WHAT THE TASK REQUIRES:
Select every line of the records below that contains the string "hair", and copy each one out. Case counts.

Items listed in a dataset
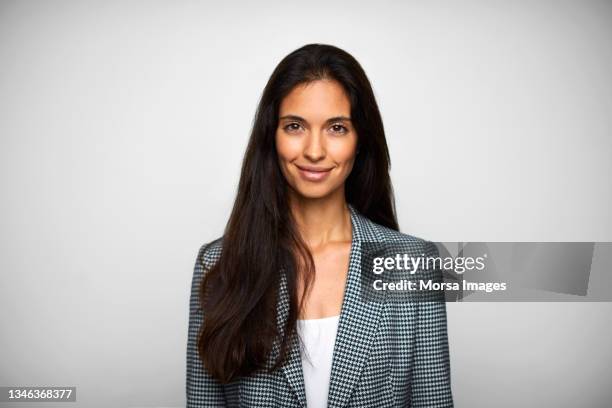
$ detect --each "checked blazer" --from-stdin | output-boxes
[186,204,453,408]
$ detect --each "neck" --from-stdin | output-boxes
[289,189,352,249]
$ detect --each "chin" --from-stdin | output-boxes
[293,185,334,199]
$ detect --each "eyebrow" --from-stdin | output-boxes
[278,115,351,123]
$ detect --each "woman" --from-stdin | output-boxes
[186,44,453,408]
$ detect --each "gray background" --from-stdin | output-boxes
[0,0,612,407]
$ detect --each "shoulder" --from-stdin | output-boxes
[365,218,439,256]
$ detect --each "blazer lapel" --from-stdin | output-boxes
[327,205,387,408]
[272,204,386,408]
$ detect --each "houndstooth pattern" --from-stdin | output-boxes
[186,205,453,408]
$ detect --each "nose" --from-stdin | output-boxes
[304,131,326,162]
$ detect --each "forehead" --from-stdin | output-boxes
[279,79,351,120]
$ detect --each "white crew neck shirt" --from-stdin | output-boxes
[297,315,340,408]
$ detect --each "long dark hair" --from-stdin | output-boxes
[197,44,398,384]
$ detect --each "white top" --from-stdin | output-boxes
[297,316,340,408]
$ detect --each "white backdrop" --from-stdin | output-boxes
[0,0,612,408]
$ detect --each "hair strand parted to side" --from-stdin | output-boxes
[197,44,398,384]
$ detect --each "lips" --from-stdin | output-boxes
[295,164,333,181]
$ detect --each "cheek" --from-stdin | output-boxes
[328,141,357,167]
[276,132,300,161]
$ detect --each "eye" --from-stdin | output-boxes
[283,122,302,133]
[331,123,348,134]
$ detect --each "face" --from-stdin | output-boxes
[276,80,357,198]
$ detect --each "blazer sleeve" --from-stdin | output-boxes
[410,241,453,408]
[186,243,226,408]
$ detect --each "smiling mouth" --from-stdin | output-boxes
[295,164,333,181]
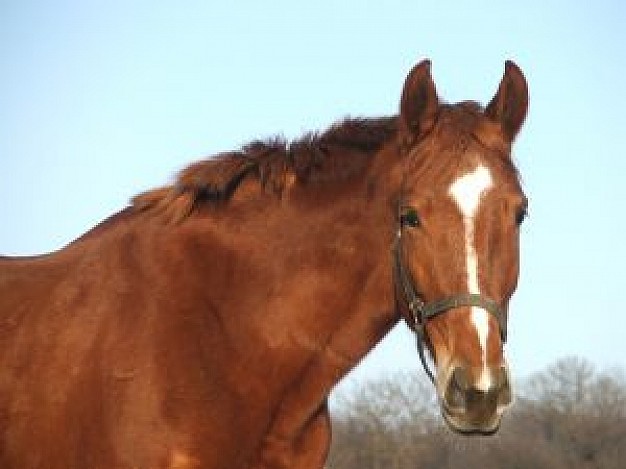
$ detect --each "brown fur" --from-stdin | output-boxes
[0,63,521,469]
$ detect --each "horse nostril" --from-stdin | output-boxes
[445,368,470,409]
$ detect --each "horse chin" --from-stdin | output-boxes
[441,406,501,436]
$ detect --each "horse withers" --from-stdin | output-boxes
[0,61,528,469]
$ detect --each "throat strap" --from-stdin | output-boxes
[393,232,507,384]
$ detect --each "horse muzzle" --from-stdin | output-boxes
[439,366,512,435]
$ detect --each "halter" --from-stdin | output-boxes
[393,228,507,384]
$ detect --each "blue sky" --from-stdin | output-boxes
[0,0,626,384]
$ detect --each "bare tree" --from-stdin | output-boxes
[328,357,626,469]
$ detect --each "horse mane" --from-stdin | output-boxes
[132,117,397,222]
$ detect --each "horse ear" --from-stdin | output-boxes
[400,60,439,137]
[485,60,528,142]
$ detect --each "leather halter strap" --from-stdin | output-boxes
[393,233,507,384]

FINAL RESULT:
$ detect --each "long dark hair" --from-stdin | output-boxes
$ detect --each "hair strand parted to side" --from-stdin | output-boxes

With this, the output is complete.